Exercise materials:
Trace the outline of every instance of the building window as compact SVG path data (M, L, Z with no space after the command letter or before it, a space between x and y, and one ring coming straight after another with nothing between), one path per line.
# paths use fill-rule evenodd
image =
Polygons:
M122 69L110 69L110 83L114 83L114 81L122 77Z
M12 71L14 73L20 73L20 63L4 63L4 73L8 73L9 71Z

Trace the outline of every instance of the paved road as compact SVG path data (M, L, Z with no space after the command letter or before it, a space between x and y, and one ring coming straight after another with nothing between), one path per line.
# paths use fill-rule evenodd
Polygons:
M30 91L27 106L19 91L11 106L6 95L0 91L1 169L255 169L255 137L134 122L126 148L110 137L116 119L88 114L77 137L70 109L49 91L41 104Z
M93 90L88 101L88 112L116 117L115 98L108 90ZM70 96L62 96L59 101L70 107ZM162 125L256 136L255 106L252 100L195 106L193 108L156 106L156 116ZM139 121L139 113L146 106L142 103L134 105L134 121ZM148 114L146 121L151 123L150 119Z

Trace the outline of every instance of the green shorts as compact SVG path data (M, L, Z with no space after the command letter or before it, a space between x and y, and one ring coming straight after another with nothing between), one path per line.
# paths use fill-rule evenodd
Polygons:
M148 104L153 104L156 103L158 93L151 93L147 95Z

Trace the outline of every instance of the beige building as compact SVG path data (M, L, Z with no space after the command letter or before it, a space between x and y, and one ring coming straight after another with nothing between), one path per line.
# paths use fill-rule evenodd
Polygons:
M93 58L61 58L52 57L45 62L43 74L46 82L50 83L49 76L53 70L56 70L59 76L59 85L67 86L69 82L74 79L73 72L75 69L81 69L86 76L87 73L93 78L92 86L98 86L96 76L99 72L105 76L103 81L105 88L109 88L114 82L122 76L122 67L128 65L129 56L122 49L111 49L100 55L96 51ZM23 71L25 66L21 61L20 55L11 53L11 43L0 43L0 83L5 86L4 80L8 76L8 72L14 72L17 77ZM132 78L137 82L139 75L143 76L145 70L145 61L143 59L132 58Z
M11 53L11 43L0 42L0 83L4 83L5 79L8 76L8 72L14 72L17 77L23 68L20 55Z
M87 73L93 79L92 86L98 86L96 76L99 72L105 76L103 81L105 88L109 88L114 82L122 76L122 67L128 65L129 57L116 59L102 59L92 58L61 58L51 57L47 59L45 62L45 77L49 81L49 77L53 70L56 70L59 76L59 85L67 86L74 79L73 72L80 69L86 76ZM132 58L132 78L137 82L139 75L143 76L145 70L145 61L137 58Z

What the task requires:
Number every line of the records above, one line per item, and leave out the blank lines.

Response for this exercise:
1. Trace the outline of every instance of the building window as compact SVG path data (M, L, Z with no space after the command letter or before it, a space between x and y, and one ring coming straight after another with nothing between), one path per line.
2. # paths use fill-rule evenodd
3. image =
4. Polygons:
5. M122 69L110 69L110 83L114 83L114 81L122 77Z
6. M12 71L14 73L20 73L20 63L4 63L4 73L8 73L9 71Z
7. Trace the outline of every instance of the paved road as compact SVG path data (M, L, Z with no space after the command letter or before it, a space between x and y, and one ring coming straight after another with nothing between), one path per line.
8. # paths use fill-rule evenodd
9. Polygons:
10. M30 91L27 106L19 91L11 106L6 95L0 91L1 169L255 169L255 137L134 122L126 148L110 137L116 119L88 114L77 137L70 109L49 91L41 104Z
11. M93 90L88 101L88 112L116 117L115 98L108 90ZM70 96L62 96L59 101L70 107ZM162 125L256 136L255 106L252 100L195 106L193 108L156 106L156 116ZM139 121L139 113L146 106L142 103L134 105L134 121ZM148 114L146 121L151 123L150 119Z
12. Trace the outline of every instance of the green shorts as compact SVG path data (M, L, Z with no space after the command letter or before it, a space between x and y, and one ring coming straight after another with nothing between), one path per line.
13. # paths use fill-rule evenodd
14. Polygons:
15. M148 104L153 104L156 103L158 93L151 93L147 95Z
16. Trace the outline of every instance of the beige building as compact SVG path data (M, L, Z with no space after the command letter or before it, a space between x and y, and one ring coming straight after another with nothing between), one path per line.
17. # paths use fill-rule evenodd
18. Polygons:
19. M93 58L61 58L52 57L45 62L43 74L46 82L50 83L49 76L53 70L56 70L59 76L59 85L67 86L69 82L74 79L73 72L75 69L81 69L86 76L87 73L93 78L92 86L98 86L96 76L99 72L105 76L103 81L105 88L109 88L114 82L122 76L122 67L128 65L129 56L122 49L111 49L100 55L96 51ZM23 71L25 66L21 61L20 55L11 53L11 43L0 43L0 83L5 86L4 80L8 76L8 72L14 72L17 77ZM132 78L137 82L139 75L143 76L145 70L145 61L143 59L132 58Z
20. M11 53L11 43L0 42L0 83L4 83L5 79L8 76L8 72L14 72L17 77L23 68L20 55Z
21. M87 73L93 79L92 86L98 86L96 76L99 72L105 76L103 81L105 88L109 88L114 82L122 76L122 67L128 65L129 57L116 59L102 59L92 58L61 58L51 57L47 59L45 62L45 77L49 81L49 77L53 70L56 70L59 76L59 85L67 86L74 79L73 72L80 69L86 76ZM132 58L132 78L137 82L139 75L143 76L145 70L145 61L137 58Z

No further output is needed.